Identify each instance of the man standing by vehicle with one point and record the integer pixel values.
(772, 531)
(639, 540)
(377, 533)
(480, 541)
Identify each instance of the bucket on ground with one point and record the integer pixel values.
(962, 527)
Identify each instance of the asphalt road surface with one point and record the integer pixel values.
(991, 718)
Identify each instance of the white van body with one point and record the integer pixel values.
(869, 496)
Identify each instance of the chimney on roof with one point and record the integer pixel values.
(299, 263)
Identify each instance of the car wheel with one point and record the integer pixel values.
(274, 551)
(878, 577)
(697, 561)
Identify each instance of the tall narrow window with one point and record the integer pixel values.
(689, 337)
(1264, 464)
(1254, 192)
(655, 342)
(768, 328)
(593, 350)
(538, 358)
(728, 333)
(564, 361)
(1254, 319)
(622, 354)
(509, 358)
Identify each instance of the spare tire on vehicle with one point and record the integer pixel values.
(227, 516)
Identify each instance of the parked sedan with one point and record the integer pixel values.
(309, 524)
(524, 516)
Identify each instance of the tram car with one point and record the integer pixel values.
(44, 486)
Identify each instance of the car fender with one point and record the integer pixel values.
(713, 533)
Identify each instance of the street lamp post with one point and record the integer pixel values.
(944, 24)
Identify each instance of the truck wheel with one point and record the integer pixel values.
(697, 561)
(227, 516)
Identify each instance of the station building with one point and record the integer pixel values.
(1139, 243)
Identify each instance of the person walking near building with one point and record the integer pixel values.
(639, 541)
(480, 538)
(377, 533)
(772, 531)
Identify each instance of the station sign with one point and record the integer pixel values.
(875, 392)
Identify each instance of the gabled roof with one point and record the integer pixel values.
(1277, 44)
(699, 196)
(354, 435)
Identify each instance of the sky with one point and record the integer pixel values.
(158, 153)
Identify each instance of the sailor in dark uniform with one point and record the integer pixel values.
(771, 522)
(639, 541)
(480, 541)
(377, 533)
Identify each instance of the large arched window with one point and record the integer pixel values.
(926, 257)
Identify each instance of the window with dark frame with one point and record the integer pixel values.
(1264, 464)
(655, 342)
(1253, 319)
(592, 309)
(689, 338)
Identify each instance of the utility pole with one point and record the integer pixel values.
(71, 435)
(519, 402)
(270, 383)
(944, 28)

PROBLEM >>
In this exercise, repeat the entries above verbatim.

REPLY TO THE TASK >>
Identify each instance of the man standing by vehicle with one point and record the integer pixel values.
(772, 531)
(639, 540)
(377, 533)
(480, 541)
Identify each instance of the bucket on ground with one point and record the integer pixel values.
(962, 527)
Identify each instance of the asphalt road surface with one point and record the integer pixel values.
(991, 718)
Identify each instance of the white van body with one point and record the integer pixel values.
(869, 496)
Identify each instance of the chimney on roof with one point and record the integer pixel values.
(299, 263)
Identify each instance of the car wheel with one point and record the integer pixel values.
(274, 551)
(878, 577)
(697, 561)
Identify each instance of the tall narrow window with one point and record the integer pixel values.
(689, 337)
(1264, 464)
(1254, 192)
(655, 342)
(768, 328)
(593, 350)
(538, 358)
(728, 333)
(564, 361)
(1254, 319)
(622, 354)
(509, 358)
Identify each instance of the spare tire on vehicle with one point and record the integer pixel values.
(227, 516)
Identify each instance of the parked sedan with one point and record the integer pixel values.
(309, 524)
(524, 516)
Identify each instance of the tram car with one point and record the integer pixel values.
(44, 486)
Identify each instance of the car fender with one point and record the integer pixel values.
(713, 533)
Identify each instance of the street lamp post with one point and record the integer pixel values.
(944, 24)
Identify each instance of the truck wheel with one point and record the integer pixel values.
(697, 561)
(227, 516)
Identify each instance of the station building with one point and record the integer pixel values.
(1139, 243)
Identify each instance of the person walking near building with one point and record the integer pixel values.
(639, 541)
(480, 538)
(377, 533)
(772, 531)
Identify each instance of the station sign with one point and record the integer pixel values.
(875, 392)
Identify each instance of the gabled roof with one point and record the integer pixel values.
(1277, 44)
(699, 196)
(354, 435)
Identify each instance of the sky with one point and record the integer pixel values.
(158, 153)
Identify each instance of the sailor in dark uniform with one point and record the integer pixel values.
(771, 522)
(639, 541)
(480, 541)
(377, 533)
Identify each instance of the large arched window with one point and record the integer pixel values.
(926, 257)
Identify each instance of the window with dark frame with one point and record the integer pixel values.
(1264, 464)
(655, 342)
(1253, 319)
(592, 309)
(689, 338)
Identify each instance of the utility pole with one point and record the integer pixel values.
(71, 435)
(519, 402)
(270, 383)
(944, 28)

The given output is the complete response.